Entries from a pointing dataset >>
▶
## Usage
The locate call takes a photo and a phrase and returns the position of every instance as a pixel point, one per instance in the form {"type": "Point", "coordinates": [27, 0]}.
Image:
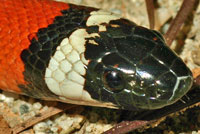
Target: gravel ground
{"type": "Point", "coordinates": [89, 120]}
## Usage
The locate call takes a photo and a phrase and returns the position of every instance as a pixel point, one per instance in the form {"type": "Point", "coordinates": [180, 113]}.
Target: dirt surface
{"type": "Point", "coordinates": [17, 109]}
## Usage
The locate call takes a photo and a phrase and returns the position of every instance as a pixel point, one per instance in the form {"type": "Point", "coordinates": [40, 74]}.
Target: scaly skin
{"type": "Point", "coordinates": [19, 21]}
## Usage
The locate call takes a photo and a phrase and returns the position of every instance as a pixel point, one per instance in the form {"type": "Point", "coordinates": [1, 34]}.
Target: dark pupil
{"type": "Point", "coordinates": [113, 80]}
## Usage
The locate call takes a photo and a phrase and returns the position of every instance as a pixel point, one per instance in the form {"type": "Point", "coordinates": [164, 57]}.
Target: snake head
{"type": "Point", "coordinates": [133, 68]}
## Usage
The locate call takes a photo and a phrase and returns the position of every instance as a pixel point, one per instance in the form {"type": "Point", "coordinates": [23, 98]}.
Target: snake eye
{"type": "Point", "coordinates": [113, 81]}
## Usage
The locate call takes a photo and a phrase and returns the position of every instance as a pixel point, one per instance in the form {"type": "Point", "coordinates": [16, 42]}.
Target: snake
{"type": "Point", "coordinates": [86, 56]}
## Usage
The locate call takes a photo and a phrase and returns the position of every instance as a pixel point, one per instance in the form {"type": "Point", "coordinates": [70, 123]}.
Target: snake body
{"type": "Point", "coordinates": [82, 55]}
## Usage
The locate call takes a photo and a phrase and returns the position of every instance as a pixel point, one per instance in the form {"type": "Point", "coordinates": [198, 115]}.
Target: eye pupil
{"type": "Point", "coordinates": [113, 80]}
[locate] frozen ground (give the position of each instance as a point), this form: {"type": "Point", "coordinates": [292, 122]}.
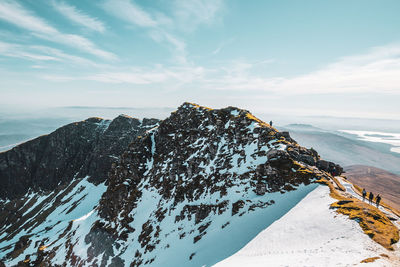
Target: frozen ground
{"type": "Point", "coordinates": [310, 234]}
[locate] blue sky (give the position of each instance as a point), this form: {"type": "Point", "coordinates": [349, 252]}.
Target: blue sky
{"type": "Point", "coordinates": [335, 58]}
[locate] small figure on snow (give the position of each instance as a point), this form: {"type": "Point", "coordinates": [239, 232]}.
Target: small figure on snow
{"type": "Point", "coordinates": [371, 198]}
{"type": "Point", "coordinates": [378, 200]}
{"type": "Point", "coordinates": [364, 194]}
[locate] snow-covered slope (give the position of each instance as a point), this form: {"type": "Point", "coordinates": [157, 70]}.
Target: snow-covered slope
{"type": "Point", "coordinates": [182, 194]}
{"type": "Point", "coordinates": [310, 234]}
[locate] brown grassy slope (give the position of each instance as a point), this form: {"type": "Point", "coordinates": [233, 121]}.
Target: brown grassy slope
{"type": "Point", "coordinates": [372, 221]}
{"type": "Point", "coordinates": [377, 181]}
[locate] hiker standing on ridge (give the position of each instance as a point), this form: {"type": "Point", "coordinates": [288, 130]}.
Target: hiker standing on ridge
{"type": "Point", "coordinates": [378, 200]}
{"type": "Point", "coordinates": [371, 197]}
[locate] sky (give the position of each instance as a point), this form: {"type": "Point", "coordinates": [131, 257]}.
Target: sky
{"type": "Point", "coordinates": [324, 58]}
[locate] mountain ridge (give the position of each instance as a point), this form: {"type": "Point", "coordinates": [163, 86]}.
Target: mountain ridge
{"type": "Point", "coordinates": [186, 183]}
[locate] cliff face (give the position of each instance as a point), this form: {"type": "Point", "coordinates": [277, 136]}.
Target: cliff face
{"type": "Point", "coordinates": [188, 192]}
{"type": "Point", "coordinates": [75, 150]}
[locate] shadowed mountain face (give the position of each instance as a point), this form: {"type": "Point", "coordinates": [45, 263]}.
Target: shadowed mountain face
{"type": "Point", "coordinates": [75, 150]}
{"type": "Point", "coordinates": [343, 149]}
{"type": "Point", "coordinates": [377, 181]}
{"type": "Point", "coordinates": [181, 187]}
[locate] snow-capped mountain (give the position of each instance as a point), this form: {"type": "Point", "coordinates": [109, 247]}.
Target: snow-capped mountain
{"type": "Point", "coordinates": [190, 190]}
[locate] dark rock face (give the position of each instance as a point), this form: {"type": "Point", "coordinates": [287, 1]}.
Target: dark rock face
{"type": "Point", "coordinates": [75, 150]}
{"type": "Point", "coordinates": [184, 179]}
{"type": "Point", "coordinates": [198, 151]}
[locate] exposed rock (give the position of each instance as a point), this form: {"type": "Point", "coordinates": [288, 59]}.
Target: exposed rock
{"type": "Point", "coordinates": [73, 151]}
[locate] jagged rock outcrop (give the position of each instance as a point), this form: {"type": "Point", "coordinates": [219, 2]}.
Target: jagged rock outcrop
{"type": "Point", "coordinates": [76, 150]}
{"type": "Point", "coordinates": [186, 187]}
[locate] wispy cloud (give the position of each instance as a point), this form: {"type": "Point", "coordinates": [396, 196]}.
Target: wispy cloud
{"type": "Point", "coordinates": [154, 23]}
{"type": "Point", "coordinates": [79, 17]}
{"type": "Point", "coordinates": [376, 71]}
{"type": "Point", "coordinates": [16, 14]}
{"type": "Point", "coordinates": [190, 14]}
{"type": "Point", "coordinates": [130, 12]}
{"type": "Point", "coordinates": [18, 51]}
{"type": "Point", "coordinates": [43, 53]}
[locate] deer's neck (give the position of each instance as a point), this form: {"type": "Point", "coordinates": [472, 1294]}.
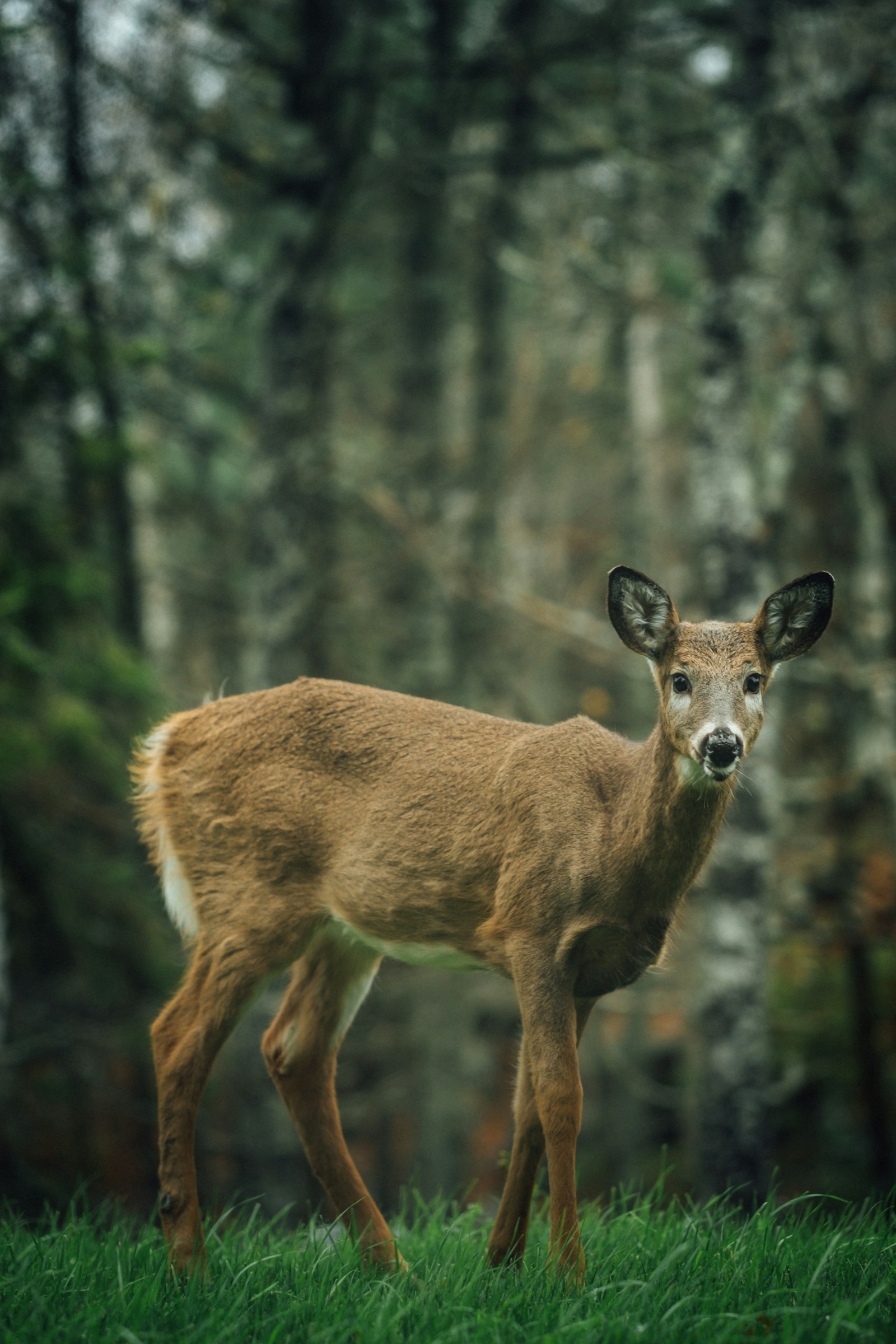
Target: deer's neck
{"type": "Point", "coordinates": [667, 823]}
◀
To be done >> Please copy out every one of the records above line for line, leaving out the pictures.

Answer for this exercise >>
## Usage
The locate call takes a photo and a phrase and returns the position of every instance as a pixel point, one per instance in the form {"type": "Point", "coordinates": [27, 0]}.
Image:
Target: gravel ground
{"type": "Point", "coordinates": [89, 120]}
## Usage
The locate call takes a photo and a phrase and returns the position of every instance as a pixel point, one per instance in the form {"type": "Point", "coordinates": [180, 113]}.
Target: dirt surface
{"type": "Point", "coordinates": [17, 109]}
## Usage
The locate call takes a photo and a phrase and returns the position of every instance as a pixel point, one per instance in the form {"type": "Point", "coordinates": [40, 74]}.
Target: scaly skin
{"type": "Point", "coordinates": [19, 21]}
## Usage
The locate call takes a photo and a phrase and returns the position of every instance as a pixel point, one per instance in the form {"type": "Point", "coordinates": [1, 34]}.
Target: dark pupil
{"type": "Point", "coordinates": [113, 80]}
## Usage
The locate call takes a photo and a phrase and returns the position of every instance as a pixel point, one per instance in the form {"type": "Point", "coordinates": [164, 57]}.
Target: snake head
{"type": "Point", "coordinates": [133, 68]}
## Usage
The locate call takes a photo and a phrase and returns the position of every instance as a pixel point, one per instance in the form {"type": "Point", "coordinates": [23, 98]}.
Target: snake eye
{"type": "Point", "coordinates": [113, 81]}
## Usage
The locate call takes a photo and a phrase and returns the position of every instance as a pixel point, one per instance in the form {"type": "Point", "coordinates": [16, 42]}.
Target: snake
{"type": "Point", "coordinates": [86, 56]}
## Usage
The locate call takes a photo and a phrase and returns the position of every instance as a pixel point, one per instance in the form {"type": "Point", "coordinates": [70, 123]}.
Target: snake body
{"type": "Point", "coordinates": [82, 55]}
## Usage
The locate call takes a photo and a phrase and returns the position of every instance as a pixel point, one per instance in the form {"type": "Point", "coordinates": [198, 115]}.
Target: eye pupil
{"type": "Point", "coordinates": [113, 80]}
[locate] frozen ground (give the position of each instance as a point), this form: {"type": "Point", "coordinates": [292, 122]}.
Target: frozen ground
{"type": "Point", "coordinates": [310, 234]}
[locate] blue sky (give the position of each instance as a point), this form: {"type": "Point", "coordinates": [349, 252]}.
Target: blue sky
{"type": "Point", "coordinates": [335, 58]}
[locate] small figure on snow (give the position of each instance as a point), this form: {"type": "Point", "coordinates": [239, 232]}.
Target: small figure on snow
{"type": "Point", "coordinates": [371, 198]}
{"type": "Point", "coordinates": [378, 200]}
{"type": "Point", "coordinates": [364, 194]}
[locate] snow-covered slope (give the position of each instance as a point), this form: {"type": "Point", "coordinates": [157, 70]}.
Target: snow-covered slope
{"type": "Point", "coordinates": [182, 194]}
{"type": "Point", "coordinates": [310, 234]}
[locate] brown grassy slope (give the position of each instance as a point), this form: {"type": "Point", "coordinates": [233, 121]}.
Target: brown grassy slope
{"type": "Point", "coordinates": [372, 221]}
{"type": "Point", "coordinates": [377, 181]}
[locate] hiker standing on ridge (give the position of each instance as a point), this form: {"type": "Point", "coordinates": [288, 130]}.
Target: hiker standing on ridge
{"type": "Point", "coordinates": [378, 200]}
{"type": "Point", "coordinates": [371, 197]}
[locate] sky (give the position of each instance as a point), this form: {"type": "Point", "coordinates": [131, 257]}.
Target: sky
{"type": "Point", "coordinates": [324, 58]}
[locate] mountain ridge (give the position of each instance as a point), this form: {"type": "Point", "coordinates": [163, 86]}.
Target: mountain ridge
{"type": "Point", "coordinates": [186, 183]}
[locate] cliff face (give the position of each instance as a point), this form: {"type": "Point", "coordinates": [277, 136]}.
Target: cliff face
{"type": "Point", "coordinates": [188, 192]}
{"type": "Point", "coordinates": [75, 150]}
[locate] shadowed mountain face (give the position of each instance as a point), this form: {"type": "Point", "coordinates": [45, 263]}.
Target: shadowed mountain face
{"type": "Point", "coordinates": [75, 150]}
{"type": "Point", "coordinates": [343, 149]}
{"type": "Point", "coordinates": [377, 181]}
{"type": "Point", "coordinates": [181, 187]}
[locate] snow-capped mountain (give the position of each instance as a point), this form: {"type": "Point", "coordinates": [109, 247]}.
Target: snow-capped mountain
{"type": "Point", "coordinates": [190, 190]}
[locate] dark rock face (give the position of each instance as a point), this form: {"type": "Point", "coordinates": [287, 1]}.
Target: dark rock face
{"type": "Point", "coordinates": [75, 150]}
{"type": "Point", "coordinates": [184, 179]}
{"type": "Point", "coordinates": [198, 151]}
[locate] exposed rock (give the position of each instance as a point), this form: {"type": "Point", "coordinates": [288, 59]}.
Target: exposed rock
{"type": "Point", "coordinates": [73, 151]}
[locate] jagged rock outcrop (give the position of each instance as a point), this form: {"type": "Point", "coordinates": [219, 2]}.
Target: jagged rock outcrop
{"type": "Point", "coordinates": [76, 150]}
{"type": "Point", "coordinates": [186, 187]}
[locate] wispy cloud (give the position of each instance as a point), this form: {"type": "Point", "coordinates": [396, 196]}.
Target: wispy cloud
{"type": "Point", "coordinates": [154, 23]}
{"type": "Point", "coordinates": [79, 17]}
{"type": "Point", "coordinates": [376, 71]}
{"type": "Point", "coordinates": [16, 14]}
{"type": "Point", "coordinates": [190, 14]}
{"type": "Point", "coordinates": [130, 12]}
{"type": "Point", "coordinates": [18, 51]}
{"type": "Point", "coordinates": [43, 53]}
[locate] deer's neck (give the position of each instance as a point), this form: {"type": "Point", "coordinates": [472, 1294]}.
Target: deer's neck
{"type": "Point", "coordinates": [667, 823]}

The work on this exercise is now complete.